→ **Requirements**:
1. According to the Wyoming newspaper memoir, in what month and year did the move from the San Francisco Bay area to Worland happen?
2. Please retype the part of the Wyoming newspaper memoir between "We found a comfy" and "REALLY going on....", inclusive.
3. Write what comes next in the Wyoming newspaper memoir, starting right after its final sentence.

→ **Page excerpt**:
After taking 10 years of the Air Force's BS as a public affairs specialist & base-newspaper guy, I jumped at the chance to Get Out & put-up with some Real World BS -- & took a job as managing editor of possibly the world's smallest daily newspaper: The Northern Wyoming Daily News in Worland.
I thought I could handle it -- I could work hard, I could handle stress, & I was charming & modest enough to win over anybody.
But I didn't really know what stress was. In Wyoming, I found out.
There was an immediate culture shock. In September 1992 we moved from the San Francisco Bay area (home of the world's smallest Air Force base) to the geographical Middle Of Nowhere -- a charming, quiet little farm town surrounded by rolling hills & mountains, about two hours southeast of Yellowstone National Park. But there were no natural wonders in Worland -- just miles of empty countryside, cattle farms & sugar-beet fields & hop fields & oil derricks. & the area's "local time" was somewhere around 1956.
We found a comfy old mid-'50s house with plenty of space for me, the wife & the two kids, with a huge basement "music room," & a heater good enough to keep us warm even when it was -40 outside. & it was only two blocks from the school.
I dived into editing the paper, which proved to be a bigger challenge than I thought. Turned out the editor's job was to layout more than half the paper, slap in stories off the Associated Press wire, proofread all the local news, & write when/IF there was time. As a result, I didn't write much. So I wasn't very happy.
Plus I kept running into longtime local residents who wondered -- & who asked very directly -- if The New Kid was going to be able to "fix" the paper: cut down on the misspellings & get the facts right & stop treating local law-enforcement with kid gloves & tell people what's REALLY going on....
That was the first part of my education. My REAL education didn't start until two years later, when I gave up editing & volunteered to write full-time. Then I was MUCH happier. & even busier & more stressed-out.

→ **Record list**:
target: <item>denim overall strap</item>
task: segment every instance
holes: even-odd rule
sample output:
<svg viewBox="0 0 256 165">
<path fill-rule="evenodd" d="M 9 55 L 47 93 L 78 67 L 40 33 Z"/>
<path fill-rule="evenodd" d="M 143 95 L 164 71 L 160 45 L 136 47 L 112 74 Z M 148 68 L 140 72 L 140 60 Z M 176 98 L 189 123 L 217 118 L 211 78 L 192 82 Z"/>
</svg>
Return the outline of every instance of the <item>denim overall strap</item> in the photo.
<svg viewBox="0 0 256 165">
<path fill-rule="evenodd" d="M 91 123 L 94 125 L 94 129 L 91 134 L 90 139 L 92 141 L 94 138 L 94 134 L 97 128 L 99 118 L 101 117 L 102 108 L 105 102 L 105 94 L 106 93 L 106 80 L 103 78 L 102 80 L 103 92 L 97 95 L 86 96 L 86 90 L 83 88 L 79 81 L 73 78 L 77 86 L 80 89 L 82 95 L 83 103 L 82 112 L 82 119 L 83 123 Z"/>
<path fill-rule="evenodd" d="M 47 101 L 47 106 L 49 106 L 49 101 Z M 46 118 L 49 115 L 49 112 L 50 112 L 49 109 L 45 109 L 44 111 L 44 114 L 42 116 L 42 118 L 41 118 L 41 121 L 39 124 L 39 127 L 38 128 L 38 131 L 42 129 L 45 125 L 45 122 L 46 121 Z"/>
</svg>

→ **The results**:
1. September 1992

2.
We found a comfy old mid-'50s house with plenty of space for me, the wife & the two kids, with a huge basement "music room," & a heater good enough to keep us warm even when it was -40 outside. & it was only two blocks from the school.
I dived into editing the paper, which proved to be a bigger challenge than I thought. Turned out the editor's job was to layout more than half the paper, slap in stories off the Associated Press wire, proofread all the local news, & write when/IF there was time. As a result, I didn't write much. So I wasn't very happy.
Plus I kept running into longtime local residents who wondered -- & who asked very directly -- if The New Kid was going to be able to "fix" the paper: cut down on the misspellings & get the facts right & stop treating local law-enforcement with kid gloves & tell people what's REALLY going on....

3.
I learned lots of things. I learned that the Air Force had no IDEA what stress & overwork was. I learned that local residents had a WAY better idea of what national political policies were going do to them than I did -- because they lived with the impacts on their bottom-line every single day. When local farmers & ranchers were alarmed about NAFTA & claimed that it was going to export millions of U.S. jobs overseas & ruin them financially, I laughed at first. But they were absolutely right.
After that I kept my head down & wrote my ass off. I hardly ever talked politics with folks -- because even if I disagreed with them politically (or thought I did), most of my neighbors were really great people, absolutely salt of the earth: hard-working, dedicated, devoted to their families & their community. Just because I couldn't see their small-town Republican outlooks reflected in national Republican policies didn't mean we had to argue.
Besides, I didn't have TIME for that. Even in a town as small as Worland (4,500 people), there was always something going on -- car wrecks & house fires, & school board meetings & city council meetings & county commissioners' sessions. High school graduations, sports events, community events to publicize & then photograph.
In my "down" time I found lots of funny stuff to write about -- the computer glitch that delivered three-dozen Thanksgiving turkeys to a local woman's door (she donated them to the local senior center); the old couple who replaced their dying front lawn with multi-colored old carpets after giving up trying to grow grass (this caused car wrecks in front of their house); the town council that called a pot-bellied pig to a meeting in a debate about the town's livestock ordinance; how a packet of Holly Sugar got a five-second close-up in an episode of THE X-FILES (there was a Holly Sugar plant in town, & the investigation into how their product got on the show was worthy of an episode all by itself).
There were also plusses I never saw coming. Local politics could be a grind, but I got to interview the Governor, U.S. Senators & Representatives -- names that made the national news regularly. & most of 'em were great people, way easier to talk with than I ever expected. The biggest shock of all came when I got a standing ovation at the Worland GOP's Lincoln Day Dinner my last year there -- the idea that all these staunch local Republicans could give me (then a hard-core Democrat, I thought) a standing-O just put me on the floor. To me it said I'd kept my balance & done a solid job & not disappointed my readers.
I also got my musical horizons expanded in Wyoming: I became a bit of a country music fan, grabbing great albums by Mary-Chapin Carpenter, Pam Tillis, Carlene Carter, Wynonna, Travis Tritt, Dwight Yoakam, & more. Wyoming was also where I first heard Rush's great "Time Stand Still." & where I FINALLY decided that maybe Led Zeppelin had some talent, after repeated playings of "The Battle of Evermore" & "When the Levee Breaks" & *GASP* "Stairway to Heaven"....
It wasn't all fun&games. People froze to death during the bitter-cold winters. People got hit by trains. One beloved local pastor died tragically during a hunting trip. One guy shot a friend by accident during another hunting trip. One local highschool sports star raped & murdered a woman & then dumped her body in the river. One woman & her hideous parents ended up in court in an incest case that made 60 MINUTES. One local guy walked into a bar, shot three people execution-style, then took the $126 in the cash register. It was never clear if the money was to pay for his child-support or to fix the engine in his truck.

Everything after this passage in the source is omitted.